Hans Bischoffshausen zählt zu den wichtigsten und unbequemsten Vertretern der experimentierenden europäischen Avantgarde in den 50/60er Jahren. Als unangepasster Kulturkritiker und Künstler entzieht er sich schon mit seinen frühen Arbeiten, in denen Einflüsse eines analytischen Kubismus sichtbar sind, dem Geschmack der Öffentlichkeit. B. wird in Kärnten in die Isolation gedrängt, seine Lebensumstände werden zunehmend beschwerlich. Mit seiner Übersiedlung nach Paris beginnt eine neue, fruchtbare Werksphase (B: Ich spucke Hunderte von Arbeiten aus), obwohl sich die Lebensbedingungen kaum ändern. (B: Ich rase und bin mit vielen materiellen Schwierigkeiten konfrontiert). Struktur - Monochromie - Reduktion bestimmen fortan die Arbeit und mit weiß-in-weiß angelegten Energiefeldern geht er bis an die Grenze des Sichtbaren. B. wird Mitglied der Zero-Avantgarde. (B: Ich treibe die Askese des Weiß bis zum Ende). Mit seiner Rückkehr nach Kärnten wendet sich B. vorerst von der Farbe Weiß ab. Reliefbilder in Gold und Rot entstehen. Ab 1975 setzt sich der "kulturpolitische Außenseiter", wie er sich selbst einmal bezeichnete, mit der Kreuzform auseinander. Materialbilder entstehen, die Bildflächen werden gelocht, gebrannt, die Bildinhalte auf das Wesentliche reduziert. Anfang der 80er Jahre kehrt er wieder zur Farbe Weiß zurück.

Extrahierte Daten.
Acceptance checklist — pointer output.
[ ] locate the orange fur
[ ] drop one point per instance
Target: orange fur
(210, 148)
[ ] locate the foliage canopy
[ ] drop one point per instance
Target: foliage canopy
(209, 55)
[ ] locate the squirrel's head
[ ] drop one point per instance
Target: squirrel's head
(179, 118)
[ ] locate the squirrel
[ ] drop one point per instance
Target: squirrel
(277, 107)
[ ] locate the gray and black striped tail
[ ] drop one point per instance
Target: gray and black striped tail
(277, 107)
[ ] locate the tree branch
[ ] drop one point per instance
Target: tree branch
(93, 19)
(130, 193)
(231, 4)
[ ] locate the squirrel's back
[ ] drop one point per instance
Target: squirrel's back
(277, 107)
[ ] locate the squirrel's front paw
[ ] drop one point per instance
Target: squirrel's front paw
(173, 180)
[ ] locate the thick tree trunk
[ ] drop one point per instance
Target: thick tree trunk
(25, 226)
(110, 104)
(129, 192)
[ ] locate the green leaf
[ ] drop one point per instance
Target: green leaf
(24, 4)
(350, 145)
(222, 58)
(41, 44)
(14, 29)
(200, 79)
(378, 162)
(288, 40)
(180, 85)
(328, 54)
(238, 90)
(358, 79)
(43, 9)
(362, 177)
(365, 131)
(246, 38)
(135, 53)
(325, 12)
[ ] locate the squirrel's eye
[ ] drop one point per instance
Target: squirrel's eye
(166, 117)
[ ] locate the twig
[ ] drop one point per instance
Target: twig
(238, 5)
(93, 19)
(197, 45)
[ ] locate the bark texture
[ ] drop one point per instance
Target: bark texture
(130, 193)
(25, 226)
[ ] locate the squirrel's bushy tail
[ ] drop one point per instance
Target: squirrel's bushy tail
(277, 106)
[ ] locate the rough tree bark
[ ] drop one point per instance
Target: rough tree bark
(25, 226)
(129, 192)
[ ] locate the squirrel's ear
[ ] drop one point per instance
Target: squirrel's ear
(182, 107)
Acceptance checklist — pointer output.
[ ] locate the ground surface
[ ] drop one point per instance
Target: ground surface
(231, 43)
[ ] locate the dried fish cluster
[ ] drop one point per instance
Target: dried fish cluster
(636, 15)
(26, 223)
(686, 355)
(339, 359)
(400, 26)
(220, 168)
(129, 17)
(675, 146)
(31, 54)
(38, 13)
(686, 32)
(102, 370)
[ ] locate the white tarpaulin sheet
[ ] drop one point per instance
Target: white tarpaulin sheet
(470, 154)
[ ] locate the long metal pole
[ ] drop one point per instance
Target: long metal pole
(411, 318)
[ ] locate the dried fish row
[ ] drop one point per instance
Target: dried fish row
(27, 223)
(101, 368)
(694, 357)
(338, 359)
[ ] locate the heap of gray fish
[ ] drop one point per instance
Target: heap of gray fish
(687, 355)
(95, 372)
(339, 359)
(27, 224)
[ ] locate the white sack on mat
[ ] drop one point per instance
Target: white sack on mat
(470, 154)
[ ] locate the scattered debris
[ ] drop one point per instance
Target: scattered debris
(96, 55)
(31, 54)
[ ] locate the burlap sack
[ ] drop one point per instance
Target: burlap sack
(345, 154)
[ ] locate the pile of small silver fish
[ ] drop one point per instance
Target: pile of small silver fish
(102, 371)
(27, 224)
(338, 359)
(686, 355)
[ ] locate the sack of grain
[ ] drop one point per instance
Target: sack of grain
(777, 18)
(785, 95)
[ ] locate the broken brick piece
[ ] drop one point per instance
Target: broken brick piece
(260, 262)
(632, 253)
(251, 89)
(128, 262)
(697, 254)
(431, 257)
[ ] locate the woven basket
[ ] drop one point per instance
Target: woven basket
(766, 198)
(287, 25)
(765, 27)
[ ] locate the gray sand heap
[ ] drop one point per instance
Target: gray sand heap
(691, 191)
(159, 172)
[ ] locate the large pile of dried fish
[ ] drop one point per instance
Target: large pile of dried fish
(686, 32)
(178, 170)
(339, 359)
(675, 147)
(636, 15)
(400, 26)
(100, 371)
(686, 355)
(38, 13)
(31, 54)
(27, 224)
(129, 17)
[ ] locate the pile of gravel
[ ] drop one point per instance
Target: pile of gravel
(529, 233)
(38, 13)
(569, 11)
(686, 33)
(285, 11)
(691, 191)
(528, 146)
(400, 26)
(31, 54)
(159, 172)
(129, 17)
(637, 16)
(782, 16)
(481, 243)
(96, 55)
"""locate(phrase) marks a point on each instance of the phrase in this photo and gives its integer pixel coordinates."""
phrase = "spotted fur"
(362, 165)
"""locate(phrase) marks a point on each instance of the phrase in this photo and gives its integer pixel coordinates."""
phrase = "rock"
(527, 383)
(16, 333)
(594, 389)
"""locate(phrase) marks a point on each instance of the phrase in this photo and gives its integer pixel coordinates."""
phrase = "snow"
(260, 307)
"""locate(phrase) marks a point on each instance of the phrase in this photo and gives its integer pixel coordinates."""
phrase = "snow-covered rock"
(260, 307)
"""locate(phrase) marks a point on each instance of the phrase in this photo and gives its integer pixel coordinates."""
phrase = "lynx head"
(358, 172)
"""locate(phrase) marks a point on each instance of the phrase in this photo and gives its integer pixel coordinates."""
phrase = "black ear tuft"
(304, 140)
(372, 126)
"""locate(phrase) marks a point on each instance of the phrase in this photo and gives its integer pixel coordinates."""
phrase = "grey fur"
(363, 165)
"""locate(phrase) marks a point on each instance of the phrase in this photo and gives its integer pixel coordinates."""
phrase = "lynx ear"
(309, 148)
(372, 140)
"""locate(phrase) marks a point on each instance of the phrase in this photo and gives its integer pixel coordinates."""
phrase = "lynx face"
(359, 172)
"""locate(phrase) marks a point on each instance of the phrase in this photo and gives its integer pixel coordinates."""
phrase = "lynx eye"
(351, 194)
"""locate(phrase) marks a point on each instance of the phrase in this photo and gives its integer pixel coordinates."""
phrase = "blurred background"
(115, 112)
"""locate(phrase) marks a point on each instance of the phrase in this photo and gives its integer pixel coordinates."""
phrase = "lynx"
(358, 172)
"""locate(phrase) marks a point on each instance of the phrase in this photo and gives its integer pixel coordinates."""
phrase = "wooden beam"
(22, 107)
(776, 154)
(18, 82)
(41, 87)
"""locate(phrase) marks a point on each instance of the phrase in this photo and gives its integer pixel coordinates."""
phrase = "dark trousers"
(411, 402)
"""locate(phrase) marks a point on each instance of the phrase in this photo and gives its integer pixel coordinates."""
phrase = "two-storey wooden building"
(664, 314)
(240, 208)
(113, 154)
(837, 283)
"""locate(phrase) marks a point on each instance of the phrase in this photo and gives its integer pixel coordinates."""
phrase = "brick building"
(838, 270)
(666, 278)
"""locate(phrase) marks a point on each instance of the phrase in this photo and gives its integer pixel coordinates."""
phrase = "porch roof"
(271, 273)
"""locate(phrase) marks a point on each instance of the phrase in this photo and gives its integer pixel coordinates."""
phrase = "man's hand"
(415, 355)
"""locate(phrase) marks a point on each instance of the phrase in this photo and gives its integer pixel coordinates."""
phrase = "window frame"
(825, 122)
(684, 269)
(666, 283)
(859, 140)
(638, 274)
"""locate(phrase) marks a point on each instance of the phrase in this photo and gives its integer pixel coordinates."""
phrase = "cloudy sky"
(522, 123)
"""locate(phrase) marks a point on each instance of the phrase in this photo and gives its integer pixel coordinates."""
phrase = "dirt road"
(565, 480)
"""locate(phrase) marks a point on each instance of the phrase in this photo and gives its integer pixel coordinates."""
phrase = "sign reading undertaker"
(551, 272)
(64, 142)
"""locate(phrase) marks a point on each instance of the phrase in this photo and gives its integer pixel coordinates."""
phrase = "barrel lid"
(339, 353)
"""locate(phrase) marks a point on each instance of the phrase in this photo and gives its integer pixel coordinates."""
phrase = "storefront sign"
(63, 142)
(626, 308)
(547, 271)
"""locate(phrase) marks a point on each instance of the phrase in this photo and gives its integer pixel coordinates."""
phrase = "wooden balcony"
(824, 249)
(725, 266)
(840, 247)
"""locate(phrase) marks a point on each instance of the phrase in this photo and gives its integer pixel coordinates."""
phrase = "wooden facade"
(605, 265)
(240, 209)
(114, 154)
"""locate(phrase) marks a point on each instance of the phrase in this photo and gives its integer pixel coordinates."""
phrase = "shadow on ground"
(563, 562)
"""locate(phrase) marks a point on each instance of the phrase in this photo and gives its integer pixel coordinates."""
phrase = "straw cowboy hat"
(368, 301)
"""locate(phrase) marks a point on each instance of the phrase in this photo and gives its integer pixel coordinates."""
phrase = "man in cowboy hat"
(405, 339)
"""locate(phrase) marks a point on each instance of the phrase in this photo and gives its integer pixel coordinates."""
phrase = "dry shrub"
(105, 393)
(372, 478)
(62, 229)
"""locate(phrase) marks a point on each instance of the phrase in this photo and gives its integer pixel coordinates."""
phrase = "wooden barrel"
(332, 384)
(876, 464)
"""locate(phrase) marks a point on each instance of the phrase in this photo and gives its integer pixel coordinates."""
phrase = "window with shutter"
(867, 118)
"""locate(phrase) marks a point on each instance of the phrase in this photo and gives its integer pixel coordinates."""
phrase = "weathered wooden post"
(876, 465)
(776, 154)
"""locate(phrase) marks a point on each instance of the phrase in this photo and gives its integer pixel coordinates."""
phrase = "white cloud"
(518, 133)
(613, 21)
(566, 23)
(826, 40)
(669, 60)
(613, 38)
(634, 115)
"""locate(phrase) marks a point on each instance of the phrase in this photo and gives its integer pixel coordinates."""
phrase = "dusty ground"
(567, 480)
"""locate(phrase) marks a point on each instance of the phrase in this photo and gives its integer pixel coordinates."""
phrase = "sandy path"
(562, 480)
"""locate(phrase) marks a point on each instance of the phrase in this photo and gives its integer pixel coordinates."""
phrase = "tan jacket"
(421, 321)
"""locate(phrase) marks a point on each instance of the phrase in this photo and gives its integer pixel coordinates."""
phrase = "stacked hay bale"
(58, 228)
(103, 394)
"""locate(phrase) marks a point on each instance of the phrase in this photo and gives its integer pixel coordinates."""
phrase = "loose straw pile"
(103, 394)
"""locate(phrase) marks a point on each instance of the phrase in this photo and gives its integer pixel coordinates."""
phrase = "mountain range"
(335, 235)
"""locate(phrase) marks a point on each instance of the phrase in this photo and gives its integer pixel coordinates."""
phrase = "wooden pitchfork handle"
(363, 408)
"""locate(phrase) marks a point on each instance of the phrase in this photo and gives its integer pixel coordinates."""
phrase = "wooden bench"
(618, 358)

Aufgabe A.
Beantworte die folgenden Fragen zum Text über Hans Bischoffshausen:
(i) Mit dem Umzug in welche Stadt beginnt für Bischoffshausen eine neue, fruchtbare Werksphase?
(ii) Welcher Avantgarde wird Bischoffshausen als Mitglied zugerechnet?
(iii) Ab welchem Jahr setzt sich Bischoffshausen mit der Kreuzform auseinander?
Aufgabe B.
Schreibe den Text über Hans Bischoffshausen im Anschluss an seinen letzten Satz weiter.
Das Material spielt hierbei keine Rolle.

Antwort A.
(i) Paris
(ii) Der Zero-Avantgarde
(iii) Ab 1975

Antwort B.
Um die Kompromisslosigkeit seiner Denkweise zu veranschaulichen, sei der folgende Text-auszug zitiert: die gegenwärtige philosophie hat, die
wahrheiten
ERFOLG und KARRIERE auch in den kunstbetrieb ausstrahlend, eine kunst der museen, der sammlungen und der galerien geboren, die, dissoziiert vom leben als ganzheit, aufgeblasen durch eitelkeit und propaganda nur noch ein schatten ihrer eigentlichen bestimmung ist.
(brot und wein - Beobachtungen und Bemerkungen zur Integration der bildenden Kunst und die Architektur; Paris, Juli/August 1965)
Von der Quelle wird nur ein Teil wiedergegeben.